The required output is the line that contains "Find the mountain" plus every line after it in the listing below, copied exactly as it appears.

-------- MATERIALS PROVIDED

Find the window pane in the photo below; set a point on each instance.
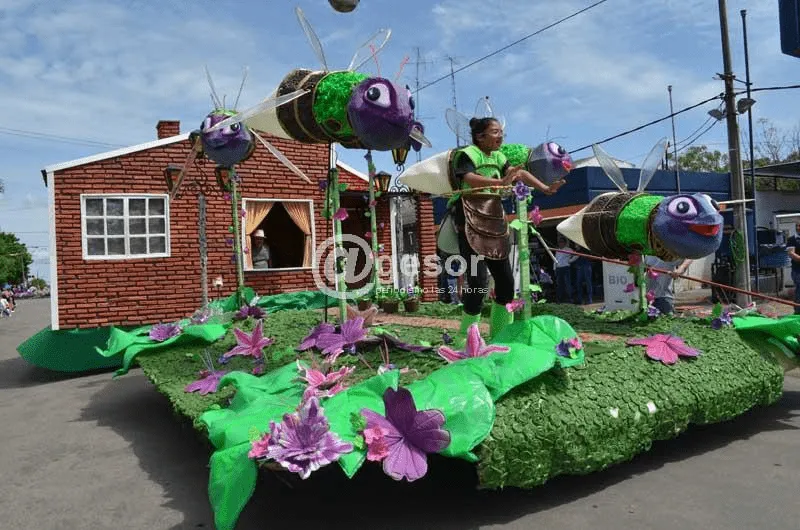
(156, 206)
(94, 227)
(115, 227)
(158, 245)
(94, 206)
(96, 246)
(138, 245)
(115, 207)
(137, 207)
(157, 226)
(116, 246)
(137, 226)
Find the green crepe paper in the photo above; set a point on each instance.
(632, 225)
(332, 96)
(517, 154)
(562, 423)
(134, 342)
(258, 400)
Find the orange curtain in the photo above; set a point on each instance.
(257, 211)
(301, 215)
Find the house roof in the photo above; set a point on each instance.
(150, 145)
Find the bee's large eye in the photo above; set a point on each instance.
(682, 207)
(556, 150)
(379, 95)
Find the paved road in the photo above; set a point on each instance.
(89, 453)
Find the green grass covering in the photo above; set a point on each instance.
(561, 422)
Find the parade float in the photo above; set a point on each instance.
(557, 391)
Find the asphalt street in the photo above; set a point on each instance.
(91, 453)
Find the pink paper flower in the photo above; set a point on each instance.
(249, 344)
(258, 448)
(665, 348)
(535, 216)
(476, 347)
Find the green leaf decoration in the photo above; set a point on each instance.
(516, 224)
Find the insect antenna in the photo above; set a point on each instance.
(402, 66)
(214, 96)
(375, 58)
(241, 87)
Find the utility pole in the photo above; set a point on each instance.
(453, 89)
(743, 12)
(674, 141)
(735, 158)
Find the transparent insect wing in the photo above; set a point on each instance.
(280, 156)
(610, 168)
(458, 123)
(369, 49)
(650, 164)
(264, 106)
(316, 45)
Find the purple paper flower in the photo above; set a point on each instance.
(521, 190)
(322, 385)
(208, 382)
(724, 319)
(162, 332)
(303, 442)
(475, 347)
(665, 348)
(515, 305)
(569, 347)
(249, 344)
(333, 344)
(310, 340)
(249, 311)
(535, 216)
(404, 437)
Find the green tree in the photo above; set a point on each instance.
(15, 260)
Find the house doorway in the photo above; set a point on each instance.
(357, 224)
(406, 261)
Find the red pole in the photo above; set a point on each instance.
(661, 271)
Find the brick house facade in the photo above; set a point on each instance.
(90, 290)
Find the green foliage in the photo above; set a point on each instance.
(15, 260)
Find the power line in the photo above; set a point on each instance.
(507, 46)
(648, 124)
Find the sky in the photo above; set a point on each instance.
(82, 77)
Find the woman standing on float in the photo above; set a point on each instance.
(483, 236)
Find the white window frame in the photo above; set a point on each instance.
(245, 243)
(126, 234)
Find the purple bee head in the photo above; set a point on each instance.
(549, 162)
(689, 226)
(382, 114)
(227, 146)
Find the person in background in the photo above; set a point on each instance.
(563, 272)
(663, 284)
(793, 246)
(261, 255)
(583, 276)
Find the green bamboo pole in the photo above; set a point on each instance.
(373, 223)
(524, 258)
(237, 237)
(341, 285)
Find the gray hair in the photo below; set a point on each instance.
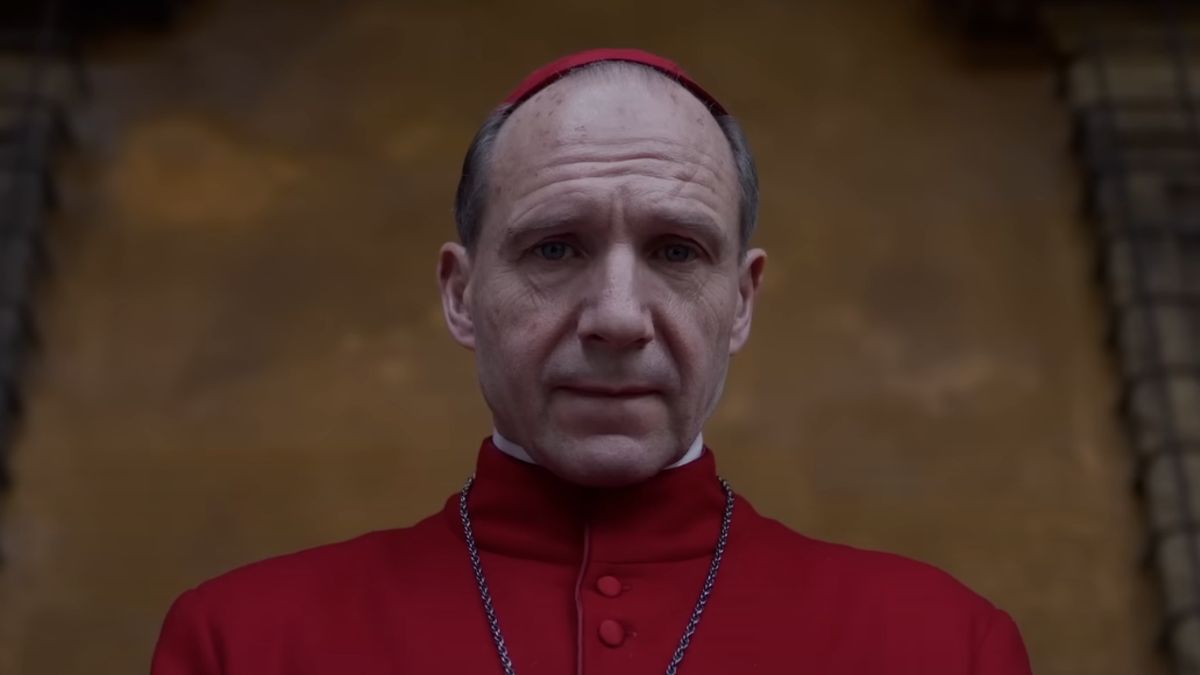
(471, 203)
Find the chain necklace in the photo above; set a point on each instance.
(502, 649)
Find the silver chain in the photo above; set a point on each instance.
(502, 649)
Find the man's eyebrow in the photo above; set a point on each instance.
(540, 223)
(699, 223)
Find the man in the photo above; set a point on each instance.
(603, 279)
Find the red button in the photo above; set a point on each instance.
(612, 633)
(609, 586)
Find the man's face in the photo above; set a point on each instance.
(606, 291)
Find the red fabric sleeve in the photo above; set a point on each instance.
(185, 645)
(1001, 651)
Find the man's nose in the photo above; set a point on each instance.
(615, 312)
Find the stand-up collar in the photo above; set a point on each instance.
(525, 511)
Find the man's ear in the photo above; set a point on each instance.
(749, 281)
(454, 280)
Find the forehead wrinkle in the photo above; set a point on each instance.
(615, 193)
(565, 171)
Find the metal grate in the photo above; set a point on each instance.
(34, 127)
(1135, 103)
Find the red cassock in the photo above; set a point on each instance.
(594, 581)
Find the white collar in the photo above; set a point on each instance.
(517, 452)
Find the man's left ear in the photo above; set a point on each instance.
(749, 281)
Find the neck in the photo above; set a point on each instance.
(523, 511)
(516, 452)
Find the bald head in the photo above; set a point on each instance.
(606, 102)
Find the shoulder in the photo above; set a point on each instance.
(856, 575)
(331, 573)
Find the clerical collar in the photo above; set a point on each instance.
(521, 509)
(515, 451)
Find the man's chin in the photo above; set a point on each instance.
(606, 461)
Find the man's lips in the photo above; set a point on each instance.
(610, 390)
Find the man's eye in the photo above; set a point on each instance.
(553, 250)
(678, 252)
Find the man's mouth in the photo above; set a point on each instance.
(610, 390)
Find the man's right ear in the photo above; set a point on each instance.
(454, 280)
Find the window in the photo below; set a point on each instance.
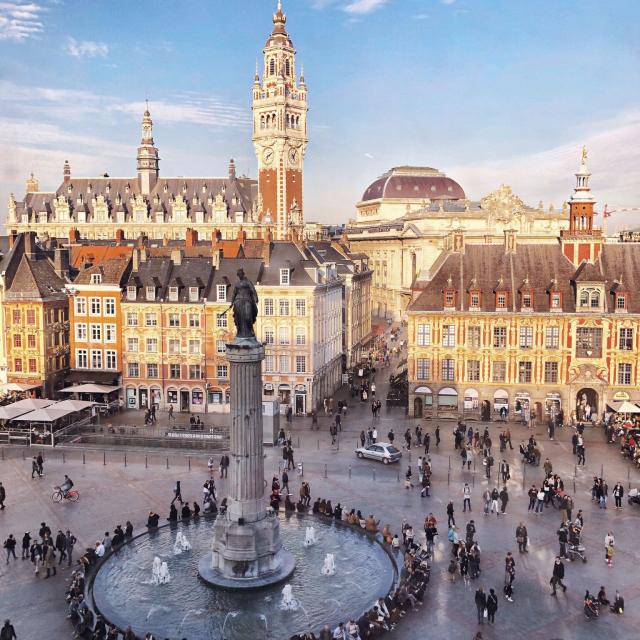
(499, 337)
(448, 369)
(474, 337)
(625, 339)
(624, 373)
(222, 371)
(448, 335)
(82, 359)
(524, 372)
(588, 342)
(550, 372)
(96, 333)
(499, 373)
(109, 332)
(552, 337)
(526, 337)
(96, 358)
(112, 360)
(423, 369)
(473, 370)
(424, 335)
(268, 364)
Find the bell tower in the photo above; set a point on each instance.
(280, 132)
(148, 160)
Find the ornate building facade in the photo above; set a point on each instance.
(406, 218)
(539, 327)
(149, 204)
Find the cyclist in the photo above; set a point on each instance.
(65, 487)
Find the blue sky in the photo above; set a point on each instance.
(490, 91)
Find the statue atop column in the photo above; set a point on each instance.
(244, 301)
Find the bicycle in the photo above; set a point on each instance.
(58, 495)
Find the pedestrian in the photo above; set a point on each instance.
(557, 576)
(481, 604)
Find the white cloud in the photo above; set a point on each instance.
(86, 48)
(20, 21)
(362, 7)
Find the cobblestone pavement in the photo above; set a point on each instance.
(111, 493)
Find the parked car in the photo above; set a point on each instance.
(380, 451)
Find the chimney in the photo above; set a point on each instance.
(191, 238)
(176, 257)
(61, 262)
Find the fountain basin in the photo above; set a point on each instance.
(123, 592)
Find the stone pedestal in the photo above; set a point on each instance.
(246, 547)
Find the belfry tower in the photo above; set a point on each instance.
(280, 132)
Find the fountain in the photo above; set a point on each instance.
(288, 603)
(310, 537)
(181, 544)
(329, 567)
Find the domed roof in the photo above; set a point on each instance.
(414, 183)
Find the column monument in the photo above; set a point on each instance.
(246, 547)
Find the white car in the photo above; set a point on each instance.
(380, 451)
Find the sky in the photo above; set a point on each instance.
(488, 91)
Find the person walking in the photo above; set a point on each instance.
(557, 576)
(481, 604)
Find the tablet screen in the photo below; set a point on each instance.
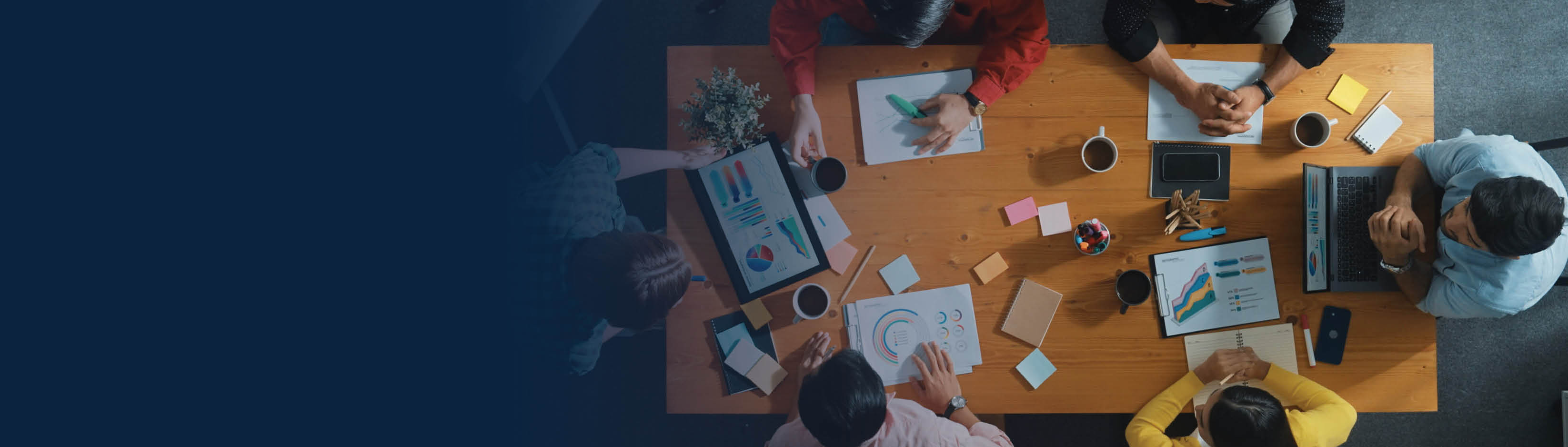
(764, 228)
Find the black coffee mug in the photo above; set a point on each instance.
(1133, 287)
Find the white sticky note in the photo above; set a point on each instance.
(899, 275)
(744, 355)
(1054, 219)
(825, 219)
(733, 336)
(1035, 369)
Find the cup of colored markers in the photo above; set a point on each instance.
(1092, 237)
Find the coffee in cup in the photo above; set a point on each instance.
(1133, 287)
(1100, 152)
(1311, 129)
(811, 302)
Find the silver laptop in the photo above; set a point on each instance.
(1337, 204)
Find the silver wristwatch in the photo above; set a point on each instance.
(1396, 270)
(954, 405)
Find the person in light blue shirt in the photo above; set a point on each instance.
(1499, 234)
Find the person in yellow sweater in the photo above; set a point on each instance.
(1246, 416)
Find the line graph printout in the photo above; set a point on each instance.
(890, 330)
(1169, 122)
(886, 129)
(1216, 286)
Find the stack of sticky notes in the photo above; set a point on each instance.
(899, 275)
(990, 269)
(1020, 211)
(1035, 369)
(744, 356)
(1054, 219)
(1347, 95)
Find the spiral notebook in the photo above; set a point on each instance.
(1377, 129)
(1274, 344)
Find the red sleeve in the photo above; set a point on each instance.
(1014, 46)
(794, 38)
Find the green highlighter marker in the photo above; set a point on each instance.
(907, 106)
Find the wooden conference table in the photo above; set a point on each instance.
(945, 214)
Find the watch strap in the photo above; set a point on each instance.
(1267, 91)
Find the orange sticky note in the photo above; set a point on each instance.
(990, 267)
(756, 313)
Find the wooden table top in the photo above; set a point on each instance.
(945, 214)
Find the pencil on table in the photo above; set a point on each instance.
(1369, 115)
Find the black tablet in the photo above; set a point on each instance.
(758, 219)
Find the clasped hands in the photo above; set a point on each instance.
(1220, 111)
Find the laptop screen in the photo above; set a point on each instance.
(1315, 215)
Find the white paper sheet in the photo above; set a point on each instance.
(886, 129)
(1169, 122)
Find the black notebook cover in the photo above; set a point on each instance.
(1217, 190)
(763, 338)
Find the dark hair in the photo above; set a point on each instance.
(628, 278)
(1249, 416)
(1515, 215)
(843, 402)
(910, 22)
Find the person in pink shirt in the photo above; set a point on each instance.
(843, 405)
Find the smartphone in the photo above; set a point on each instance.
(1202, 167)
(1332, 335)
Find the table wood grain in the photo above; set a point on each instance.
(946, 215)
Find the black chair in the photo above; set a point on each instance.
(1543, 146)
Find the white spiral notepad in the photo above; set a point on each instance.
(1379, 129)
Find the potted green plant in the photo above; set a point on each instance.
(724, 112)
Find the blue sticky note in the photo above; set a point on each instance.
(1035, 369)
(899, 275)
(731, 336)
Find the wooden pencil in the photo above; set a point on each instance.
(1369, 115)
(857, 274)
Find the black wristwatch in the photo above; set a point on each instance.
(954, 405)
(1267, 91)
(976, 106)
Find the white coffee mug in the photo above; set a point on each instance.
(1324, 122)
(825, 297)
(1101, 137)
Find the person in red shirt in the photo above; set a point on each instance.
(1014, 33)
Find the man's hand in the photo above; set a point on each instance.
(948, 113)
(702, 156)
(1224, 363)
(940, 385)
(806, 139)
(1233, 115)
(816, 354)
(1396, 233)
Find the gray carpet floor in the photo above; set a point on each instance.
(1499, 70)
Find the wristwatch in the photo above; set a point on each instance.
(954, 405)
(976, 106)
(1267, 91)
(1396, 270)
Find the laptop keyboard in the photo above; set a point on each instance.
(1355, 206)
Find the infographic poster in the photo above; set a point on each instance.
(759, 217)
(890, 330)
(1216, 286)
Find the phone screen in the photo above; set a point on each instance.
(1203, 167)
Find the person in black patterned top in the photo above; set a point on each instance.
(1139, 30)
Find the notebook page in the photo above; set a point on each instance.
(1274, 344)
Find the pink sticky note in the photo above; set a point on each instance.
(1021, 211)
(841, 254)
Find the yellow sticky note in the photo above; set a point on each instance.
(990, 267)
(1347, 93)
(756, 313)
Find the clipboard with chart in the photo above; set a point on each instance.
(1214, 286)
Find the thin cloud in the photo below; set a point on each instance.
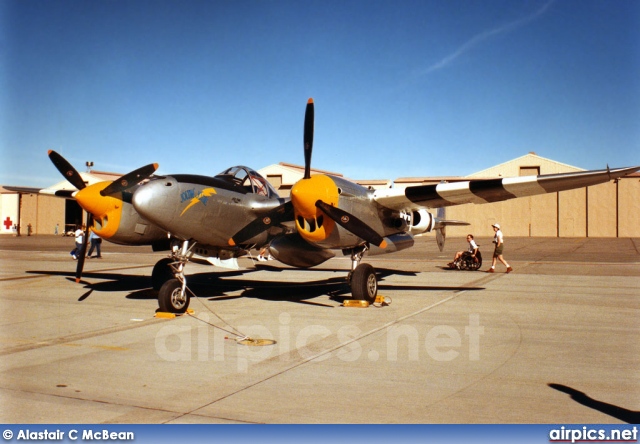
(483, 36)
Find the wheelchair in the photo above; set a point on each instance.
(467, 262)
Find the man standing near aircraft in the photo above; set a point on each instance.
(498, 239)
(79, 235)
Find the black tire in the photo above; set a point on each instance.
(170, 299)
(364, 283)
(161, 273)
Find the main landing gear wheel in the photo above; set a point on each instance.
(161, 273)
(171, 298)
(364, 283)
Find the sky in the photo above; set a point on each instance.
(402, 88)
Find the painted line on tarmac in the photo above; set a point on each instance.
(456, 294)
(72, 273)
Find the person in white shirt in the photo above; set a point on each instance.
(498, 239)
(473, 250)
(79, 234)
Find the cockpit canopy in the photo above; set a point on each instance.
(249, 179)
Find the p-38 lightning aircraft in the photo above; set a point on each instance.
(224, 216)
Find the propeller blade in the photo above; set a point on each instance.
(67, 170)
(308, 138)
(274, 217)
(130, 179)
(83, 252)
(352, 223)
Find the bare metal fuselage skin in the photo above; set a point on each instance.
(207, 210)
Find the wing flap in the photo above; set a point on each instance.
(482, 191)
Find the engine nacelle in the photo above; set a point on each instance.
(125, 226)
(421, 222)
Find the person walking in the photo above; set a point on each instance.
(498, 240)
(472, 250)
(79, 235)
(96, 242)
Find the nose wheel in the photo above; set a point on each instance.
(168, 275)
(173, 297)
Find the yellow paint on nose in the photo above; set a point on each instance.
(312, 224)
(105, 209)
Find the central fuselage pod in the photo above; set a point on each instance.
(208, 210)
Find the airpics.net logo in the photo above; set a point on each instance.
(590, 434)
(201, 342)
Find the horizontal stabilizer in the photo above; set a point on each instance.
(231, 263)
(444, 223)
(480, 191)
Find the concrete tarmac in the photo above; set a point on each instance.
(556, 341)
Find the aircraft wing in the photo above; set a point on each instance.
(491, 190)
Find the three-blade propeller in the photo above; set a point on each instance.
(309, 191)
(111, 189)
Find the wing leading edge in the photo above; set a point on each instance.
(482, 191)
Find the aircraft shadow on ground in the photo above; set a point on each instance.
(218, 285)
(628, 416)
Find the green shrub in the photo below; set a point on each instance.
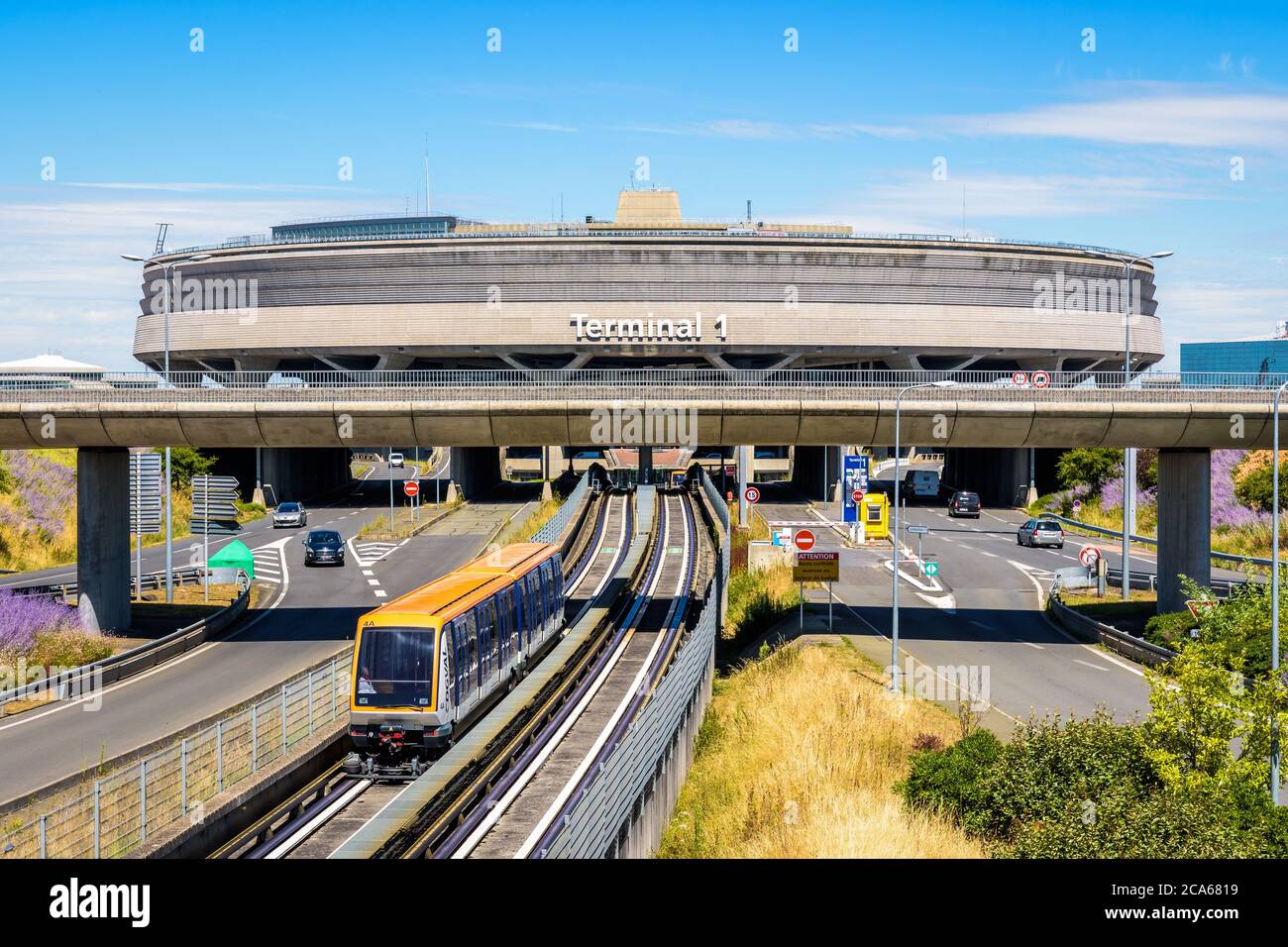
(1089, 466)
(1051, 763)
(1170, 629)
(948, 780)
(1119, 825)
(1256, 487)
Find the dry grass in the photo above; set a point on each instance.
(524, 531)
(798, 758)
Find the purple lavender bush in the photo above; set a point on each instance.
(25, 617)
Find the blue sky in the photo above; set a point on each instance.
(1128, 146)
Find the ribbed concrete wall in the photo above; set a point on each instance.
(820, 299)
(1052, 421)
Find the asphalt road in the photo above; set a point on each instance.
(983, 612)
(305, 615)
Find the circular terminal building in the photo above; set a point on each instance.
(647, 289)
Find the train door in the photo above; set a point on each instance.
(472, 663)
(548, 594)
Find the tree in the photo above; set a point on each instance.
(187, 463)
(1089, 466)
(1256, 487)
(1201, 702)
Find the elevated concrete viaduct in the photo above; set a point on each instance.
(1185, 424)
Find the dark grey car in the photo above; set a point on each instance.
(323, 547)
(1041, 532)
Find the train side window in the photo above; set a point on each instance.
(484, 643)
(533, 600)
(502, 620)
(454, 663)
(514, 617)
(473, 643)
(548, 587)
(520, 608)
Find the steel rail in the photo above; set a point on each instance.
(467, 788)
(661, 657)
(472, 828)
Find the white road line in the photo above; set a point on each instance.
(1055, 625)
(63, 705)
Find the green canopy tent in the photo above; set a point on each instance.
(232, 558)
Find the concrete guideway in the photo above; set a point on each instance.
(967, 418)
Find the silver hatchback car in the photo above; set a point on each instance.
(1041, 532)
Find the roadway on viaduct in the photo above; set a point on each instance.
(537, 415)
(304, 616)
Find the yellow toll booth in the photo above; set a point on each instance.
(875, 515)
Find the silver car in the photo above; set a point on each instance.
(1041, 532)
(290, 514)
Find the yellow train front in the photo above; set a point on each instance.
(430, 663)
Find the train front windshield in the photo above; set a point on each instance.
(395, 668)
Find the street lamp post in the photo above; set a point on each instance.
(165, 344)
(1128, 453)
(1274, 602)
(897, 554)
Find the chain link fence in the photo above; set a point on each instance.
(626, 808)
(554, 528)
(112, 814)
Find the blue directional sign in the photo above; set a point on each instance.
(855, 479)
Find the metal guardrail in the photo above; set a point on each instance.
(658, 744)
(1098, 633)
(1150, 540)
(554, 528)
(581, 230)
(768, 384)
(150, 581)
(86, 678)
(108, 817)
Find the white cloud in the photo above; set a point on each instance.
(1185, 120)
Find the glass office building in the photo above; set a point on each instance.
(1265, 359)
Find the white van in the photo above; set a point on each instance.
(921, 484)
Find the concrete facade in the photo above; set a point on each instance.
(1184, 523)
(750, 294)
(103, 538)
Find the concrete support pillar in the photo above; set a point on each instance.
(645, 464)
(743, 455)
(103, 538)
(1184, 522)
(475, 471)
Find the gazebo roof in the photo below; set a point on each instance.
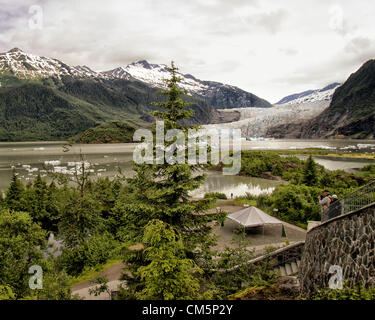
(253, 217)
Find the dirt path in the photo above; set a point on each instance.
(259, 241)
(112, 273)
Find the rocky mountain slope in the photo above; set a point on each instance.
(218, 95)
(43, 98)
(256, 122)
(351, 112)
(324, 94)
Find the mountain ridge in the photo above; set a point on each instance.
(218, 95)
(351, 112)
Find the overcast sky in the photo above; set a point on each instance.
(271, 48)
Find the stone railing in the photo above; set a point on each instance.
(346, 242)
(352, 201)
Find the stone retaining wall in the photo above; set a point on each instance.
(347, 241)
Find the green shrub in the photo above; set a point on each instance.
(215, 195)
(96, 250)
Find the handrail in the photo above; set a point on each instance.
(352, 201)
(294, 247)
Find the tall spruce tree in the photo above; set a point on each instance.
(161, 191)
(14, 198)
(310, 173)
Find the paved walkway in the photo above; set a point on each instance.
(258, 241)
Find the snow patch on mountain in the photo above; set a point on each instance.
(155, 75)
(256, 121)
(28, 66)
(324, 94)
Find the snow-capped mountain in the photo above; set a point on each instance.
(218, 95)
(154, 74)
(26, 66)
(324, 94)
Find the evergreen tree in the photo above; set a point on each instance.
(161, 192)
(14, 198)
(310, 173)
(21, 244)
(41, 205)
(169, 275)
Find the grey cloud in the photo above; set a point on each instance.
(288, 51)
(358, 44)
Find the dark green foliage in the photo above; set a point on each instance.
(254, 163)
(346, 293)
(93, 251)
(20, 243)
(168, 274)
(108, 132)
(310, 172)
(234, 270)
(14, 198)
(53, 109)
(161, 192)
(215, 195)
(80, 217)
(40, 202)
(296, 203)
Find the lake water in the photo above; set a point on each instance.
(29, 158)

----------------

**EXERCISE RESULT:**
Find the mountain ridge in the photo above; set a point on each instance.
(218, 95)
(351, 112)
Find the overcast sky in the photo above; set a point on each instance.
(271, 48)
Find the stone railing in the photo above; set a point on each instance.
(346, 242)
(352, 201)
Find the stone retaining wall in the photo above; set a point on each instance.
(347, 241)
Find the green shrub in the photo above; set a point on each instance.
(215, 195)
(96, 250)
Find the handrail in the photo above; set a point on each instance.
(352, 201)
(294, 247)
Find the tall spruce tree in the photo above; set a point on each instance.
(161, 191)
(14, 198)
(310, 173)
Find the paved walkway in the photo above; set a point on each instance.
(258, 241)
Find the snow patch on mountain in the photo above; set a point on each instance.
(155, 75)
(256, 121)
(28, 66)
(324, 94)
Find the snow-capped mountain in the photo above; set a point on each instance.
(218, 95)
(154, 74)
(26, 66)
(324, 94)
Find the evergreen tree in the photo above; set a point on each instance.
(161, 192)
(14, 198)
(310, 173)
(21, 244)
(41, 205)
(169, 275)
Find the grey cloud in the photo above; set a point on each instance.
(288, 51)
(358, 44)
Find the dark green foliage in the photo above; set a point on each instance.
(254, 163)
(346, 293)
(93, 251)
(20, 243)
(168, 274)
(108, 132)
(310, 172)
(234, 270)
(14, 198)
(53, 109)
(161, 192)
(215, 195)
(80, 217)
(40, 202)
(296, 203)
Find the lake water in the photo above; set a point on each instance.
(29, 158)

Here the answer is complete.